— THE REQUEST —
Rewrite the lines of the listing below, starting at the line that contains "the low vegetation" and running through the end of the listing, both ends included. In those lines, change every "drop one dot" to "place one marker" and leave everything else unchanged.

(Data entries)
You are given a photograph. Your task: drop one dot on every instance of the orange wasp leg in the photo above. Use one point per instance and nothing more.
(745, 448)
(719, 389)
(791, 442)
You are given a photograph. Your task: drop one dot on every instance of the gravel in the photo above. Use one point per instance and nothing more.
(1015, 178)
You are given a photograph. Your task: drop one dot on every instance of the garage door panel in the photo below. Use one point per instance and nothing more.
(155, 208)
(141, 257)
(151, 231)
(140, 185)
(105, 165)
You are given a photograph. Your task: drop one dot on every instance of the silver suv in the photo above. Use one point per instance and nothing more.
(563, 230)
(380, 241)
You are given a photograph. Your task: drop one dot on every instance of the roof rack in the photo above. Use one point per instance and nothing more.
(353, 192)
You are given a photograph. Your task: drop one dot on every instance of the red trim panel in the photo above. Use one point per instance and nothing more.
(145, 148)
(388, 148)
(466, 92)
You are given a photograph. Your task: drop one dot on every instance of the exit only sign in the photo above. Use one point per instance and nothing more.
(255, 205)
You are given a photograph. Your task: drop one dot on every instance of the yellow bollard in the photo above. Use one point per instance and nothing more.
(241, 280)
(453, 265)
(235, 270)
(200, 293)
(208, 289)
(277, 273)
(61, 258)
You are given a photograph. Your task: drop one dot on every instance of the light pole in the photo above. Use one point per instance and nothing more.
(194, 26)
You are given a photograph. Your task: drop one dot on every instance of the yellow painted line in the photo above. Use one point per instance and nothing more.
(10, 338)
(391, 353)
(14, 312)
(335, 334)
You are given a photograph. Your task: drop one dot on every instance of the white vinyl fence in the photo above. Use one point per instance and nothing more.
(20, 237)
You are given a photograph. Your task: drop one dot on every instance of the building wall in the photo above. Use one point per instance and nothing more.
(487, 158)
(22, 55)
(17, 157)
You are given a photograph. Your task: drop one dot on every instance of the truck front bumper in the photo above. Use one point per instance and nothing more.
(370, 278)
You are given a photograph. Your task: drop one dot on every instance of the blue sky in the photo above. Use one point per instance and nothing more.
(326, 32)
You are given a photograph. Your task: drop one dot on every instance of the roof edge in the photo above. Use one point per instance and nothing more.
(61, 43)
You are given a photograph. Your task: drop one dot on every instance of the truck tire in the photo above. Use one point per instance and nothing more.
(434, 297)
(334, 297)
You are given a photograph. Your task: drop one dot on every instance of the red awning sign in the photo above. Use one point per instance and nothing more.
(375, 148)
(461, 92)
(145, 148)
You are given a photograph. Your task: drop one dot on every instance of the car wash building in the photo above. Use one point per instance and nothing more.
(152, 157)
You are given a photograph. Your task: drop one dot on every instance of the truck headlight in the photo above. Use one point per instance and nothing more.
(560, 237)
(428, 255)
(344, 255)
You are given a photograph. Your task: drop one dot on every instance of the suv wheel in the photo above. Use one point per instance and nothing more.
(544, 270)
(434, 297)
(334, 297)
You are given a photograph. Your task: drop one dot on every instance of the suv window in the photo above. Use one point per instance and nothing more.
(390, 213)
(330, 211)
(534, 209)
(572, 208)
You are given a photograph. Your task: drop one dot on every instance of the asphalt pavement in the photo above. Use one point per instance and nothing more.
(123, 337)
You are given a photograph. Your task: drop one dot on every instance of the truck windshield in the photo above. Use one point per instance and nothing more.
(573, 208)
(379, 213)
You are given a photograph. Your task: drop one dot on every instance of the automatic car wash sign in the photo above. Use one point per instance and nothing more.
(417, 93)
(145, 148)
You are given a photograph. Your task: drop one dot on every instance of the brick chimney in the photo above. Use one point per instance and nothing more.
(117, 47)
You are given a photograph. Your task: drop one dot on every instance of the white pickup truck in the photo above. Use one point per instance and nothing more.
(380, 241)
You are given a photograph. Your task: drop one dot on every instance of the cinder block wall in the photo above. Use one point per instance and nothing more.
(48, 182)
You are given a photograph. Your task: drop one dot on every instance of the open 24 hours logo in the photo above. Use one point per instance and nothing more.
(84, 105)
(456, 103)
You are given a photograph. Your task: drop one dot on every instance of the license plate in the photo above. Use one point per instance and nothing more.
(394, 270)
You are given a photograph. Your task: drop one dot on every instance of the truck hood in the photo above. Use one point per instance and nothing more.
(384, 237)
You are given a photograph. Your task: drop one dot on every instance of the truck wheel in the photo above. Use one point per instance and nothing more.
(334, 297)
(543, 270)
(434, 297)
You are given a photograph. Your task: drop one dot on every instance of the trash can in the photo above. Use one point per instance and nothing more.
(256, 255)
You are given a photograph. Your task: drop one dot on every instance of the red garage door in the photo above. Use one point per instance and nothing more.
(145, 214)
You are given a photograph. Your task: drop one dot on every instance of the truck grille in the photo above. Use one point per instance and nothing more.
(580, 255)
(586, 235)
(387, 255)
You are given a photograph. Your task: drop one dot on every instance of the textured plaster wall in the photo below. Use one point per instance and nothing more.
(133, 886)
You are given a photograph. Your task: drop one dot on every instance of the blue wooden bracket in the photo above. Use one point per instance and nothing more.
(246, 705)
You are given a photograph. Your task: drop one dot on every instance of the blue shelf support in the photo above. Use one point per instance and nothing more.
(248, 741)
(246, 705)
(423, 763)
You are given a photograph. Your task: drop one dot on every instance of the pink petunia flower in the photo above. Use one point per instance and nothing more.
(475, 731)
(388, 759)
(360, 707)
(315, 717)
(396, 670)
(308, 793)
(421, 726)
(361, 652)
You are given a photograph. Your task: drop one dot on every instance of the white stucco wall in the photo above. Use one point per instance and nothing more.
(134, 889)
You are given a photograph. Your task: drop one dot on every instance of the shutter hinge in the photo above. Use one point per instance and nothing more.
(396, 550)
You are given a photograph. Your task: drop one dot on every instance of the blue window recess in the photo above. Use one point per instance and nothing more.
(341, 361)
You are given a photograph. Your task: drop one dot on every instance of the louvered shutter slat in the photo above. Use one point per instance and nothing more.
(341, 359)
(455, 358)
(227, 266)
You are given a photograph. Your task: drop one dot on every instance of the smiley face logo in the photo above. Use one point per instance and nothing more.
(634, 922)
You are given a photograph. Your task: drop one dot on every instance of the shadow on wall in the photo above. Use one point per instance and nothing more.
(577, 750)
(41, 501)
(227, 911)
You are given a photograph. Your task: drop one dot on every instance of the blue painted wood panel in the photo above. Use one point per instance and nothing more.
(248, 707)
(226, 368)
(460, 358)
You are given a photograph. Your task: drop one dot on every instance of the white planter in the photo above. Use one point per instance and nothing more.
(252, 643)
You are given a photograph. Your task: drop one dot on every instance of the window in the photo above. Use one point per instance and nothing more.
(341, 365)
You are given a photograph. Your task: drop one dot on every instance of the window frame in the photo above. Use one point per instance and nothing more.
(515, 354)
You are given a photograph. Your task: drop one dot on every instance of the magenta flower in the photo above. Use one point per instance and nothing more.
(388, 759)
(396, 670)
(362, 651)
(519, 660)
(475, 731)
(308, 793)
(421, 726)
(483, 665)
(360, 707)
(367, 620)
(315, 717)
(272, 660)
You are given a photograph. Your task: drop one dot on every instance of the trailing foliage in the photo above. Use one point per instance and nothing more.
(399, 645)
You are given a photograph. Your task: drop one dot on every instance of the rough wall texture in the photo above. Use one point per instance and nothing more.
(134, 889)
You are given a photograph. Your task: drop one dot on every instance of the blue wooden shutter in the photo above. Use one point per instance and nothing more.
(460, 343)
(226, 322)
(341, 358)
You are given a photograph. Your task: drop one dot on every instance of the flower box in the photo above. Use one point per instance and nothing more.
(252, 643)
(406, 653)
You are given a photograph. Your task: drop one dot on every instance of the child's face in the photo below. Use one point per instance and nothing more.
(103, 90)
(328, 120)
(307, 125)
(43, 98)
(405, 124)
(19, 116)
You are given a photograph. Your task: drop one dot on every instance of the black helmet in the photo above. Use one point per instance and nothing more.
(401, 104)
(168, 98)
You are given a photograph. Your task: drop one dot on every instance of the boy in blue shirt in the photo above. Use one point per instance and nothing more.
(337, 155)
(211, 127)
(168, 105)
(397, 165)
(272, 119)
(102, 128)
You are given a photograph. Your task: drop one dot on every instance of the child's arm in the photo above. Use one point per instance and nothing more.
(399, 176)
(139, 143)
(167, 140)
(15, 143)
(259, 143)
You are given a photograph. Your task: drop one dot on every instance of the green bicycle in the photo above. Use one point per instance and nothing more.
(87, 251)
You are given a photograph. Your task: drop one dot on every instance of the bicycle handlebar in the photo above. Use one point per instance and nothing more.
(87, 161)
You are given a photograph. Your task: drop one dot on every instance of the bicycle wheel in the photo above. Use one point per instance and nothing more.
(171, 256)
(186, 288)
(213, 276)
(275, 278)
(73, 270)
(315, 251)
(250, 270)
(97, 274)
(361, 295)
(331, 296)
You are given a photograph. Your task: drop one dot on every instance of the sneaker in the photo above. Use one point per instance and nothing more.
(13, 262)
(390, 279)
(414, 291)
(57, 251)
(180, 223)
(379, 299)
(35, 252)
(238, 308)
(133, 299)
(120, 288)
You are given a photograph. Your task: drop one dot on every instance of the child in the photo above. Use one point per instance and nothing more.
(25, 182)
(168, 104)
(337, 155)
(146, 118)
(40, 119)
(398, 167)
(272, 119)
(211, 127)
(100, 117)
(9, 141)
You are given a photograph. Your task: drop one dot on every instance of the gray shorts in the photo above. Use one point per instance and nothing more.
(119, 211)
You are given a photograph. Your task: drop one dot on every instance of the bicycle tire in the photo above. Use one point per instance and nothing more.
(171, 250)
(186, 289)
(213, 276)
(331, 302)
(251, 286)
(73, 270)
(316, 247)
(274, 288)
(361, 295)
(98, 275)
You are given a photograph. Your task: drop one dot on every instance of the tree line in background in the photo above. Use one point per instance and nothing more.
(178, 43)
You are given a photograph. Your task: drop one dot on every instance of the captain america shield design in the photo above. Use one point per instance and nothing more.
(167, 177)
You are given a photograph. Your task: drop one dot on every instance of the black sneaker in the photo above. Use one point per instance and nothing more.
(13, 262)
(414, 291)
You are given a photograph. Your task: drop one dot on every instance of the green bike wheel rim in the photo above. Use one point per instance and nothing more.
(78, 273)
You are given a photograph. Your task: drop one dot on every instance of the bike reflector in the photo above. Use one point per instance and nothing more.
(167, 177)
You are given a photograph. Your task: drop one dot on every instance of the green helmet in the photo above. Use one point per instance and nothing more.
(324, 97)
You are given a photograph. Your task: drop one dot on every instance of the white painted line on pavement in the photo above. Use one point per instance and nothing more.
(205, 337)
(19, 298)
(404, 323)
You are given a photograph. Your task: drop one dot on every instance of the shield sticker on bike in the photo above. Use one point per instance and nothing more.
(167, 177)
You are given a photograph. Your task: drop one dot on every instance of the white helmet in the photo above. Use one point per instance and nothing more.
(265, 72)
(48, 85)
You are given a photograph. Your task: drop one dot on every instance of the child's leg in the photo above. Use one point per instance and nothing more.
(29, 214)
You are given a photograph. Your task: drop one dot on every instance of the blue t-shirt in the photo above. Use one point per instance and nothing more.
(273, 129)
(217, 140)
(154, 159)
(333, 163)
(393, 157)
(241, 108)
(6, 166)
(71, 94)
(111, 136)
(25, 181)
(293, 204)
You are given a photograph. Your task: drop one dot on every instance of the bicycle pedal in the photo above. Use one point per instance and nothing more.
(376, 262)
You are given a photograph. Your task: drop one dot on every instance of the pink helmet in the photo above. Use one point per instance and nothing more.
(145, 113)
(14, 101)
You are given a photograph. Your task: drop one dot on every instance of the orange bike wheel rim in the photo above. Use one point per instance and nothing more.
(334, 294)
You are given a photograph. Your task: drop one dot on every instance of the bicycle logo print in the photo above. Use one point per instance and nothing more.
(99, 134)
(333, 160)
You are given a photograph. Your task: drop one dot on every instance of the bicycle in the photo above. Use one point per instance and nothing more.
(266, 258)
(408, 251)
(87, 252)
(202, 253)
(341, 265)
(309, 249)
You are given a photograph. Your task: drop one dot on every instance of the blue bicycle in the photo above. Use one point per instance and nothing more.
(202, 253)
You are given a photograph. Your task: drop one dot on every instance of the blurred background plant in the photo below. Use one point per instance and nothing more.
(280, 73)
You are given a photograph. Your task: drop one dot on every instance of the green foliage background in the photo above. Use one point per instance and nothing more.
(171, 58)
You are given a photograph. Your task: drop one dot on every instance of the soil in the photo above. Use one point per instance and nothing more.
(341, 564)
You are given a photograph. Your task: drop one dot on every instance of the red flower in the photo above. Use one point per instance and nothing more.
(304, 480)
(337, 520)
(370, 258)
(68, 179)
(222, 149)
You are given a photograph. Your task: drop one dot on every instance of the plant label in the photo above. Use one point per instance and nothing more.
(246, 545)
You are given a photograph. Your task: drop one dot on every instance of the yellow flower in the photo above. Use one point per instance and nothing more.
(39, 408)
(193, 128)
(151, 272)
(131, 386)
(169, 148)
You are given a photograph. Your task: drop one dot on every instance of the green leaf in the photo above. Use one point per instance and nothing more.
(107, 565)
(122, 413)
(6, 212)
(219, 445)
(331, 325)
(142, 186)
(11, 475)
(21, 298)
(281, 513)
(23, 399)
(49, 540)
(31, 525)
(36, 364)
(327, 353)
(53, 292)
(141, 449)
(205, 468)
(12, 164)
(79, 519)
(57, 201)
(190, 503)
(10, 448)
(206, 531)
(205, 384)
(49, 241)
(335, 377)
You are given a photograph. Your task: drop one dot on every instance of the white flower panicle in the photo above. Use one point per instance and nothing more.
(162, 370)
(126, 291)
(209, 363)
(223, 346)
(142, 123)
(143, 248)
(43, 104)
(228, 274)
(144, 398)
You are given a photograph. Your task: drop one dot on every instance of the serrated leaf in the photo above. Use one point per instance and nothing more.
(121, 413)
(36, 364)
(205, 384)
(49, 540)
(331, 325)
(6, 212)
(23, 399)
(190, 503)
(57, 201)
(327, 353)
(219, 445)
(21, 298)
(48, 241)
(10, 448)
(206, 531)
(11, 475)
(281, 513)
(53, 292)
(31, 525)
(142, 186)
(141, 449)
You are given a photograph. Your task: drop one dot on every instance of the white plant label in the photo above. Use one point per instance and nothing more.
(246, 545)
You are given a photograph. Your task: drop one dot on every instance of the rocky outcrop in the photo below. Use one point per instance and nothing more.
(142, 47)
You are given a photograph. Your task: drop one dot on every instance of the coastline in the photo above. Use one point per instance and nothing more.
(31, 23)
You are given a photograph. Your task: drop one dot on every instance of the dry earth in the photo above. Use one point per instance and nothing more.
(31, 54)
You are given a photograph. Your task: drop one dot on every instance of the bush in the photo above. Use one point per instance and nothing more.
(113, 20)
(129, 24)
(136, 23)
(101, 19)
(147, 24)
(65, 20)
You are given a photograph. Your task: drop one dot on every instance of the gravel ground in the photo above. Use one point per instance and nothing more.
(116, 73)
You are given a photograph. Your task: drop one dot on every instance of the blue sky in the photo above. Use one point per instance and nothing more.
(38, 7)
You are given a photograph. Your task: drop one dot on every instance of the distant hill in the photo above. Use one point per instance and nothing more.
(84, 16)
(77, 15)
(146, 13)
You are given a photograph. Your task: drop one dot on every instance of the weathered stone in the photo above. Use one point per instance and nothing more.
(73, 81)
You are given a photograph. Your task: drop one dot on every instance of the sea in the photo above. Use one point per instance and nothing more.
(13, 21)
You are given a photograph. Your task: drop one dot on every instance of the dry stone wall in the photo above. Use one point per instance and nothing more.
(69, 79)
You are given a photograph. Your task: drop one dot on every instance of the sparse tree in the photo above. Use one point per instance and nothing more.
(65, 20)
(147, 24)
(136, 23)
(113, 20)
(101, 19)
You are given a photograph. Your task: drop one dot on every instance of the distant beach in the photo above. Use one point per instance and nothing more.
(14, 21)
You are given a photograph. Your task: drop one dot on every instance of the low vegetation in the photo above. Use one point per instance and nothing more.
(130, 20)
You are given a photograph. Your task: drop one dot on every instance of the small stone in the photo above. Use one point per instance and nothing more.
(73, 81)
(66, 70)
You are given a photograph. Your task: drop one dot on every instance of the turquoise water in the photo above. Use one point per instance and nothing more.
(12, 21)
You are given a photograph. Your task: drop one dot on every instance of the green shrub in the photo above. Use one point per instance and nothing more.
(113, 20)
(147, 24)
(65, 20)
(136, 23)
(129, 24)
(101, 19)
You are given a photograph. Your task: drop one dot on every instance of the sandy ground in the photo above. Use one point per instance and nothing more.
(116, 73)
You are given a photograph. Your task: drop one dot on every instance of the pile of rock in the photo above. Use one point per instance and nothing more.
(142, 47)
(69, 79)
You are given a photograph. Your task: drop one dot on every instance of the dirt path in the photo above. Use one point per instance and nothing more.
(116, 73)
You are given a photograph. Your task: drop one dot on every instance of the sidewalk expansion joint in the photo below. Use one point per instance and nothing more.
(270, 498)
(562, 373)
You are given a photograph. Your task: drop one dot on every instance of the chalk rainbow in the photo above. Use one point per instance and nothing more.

— SOLVED EXERCISE —
You are given a photograph. Your task: place one marker on every instance of the low vegetation in the photo above. Use one point per instance and nothing more.
(130, 20)
You are given a photograph. Your task: place one marker on every instance of the small stone in the photo above. Use one point per instance and nothing more.
(73, 81)
(66, 70)
You are given a photograph. Your task: place one marker on every instance of the turquoise water in the photo above. Use one point per instance and nothing more.
(12, 21)
You are given a photograph. Your task: place one marker on every instance of the green shrub in the photo above. Use one point per instance and nothing more.
(113, 20)
(147, 24)
(65, 20)
(136, 23)
(129, 24)
(101, 19)
You are given a photograph. Your task: place one marker on every instance of the sandy ground in the photo above. Use one point per instance and nothing more.
(116, 73)
You are given a photograph. Your task: place one marker on every instance of the pile of rock in the photo above. Use one point per instance and nothing more.
(142, 47)
(69, 79)
You are given a photograph. Your task: place one marker on every instance of the dirt path in the photo above. Use one point per instance and nothing more.
(116, 73)
You are given a photograph. Your task: place one marker on every instance of the sidewalk expansion joint in the photo below. Use one point per instance and nothing more.
(270, 498)
(562, 373)
You are given a photograph. Your task: place one marker on every instance of the chalk rainbow in the photo above. Use one point per instance and nothing more.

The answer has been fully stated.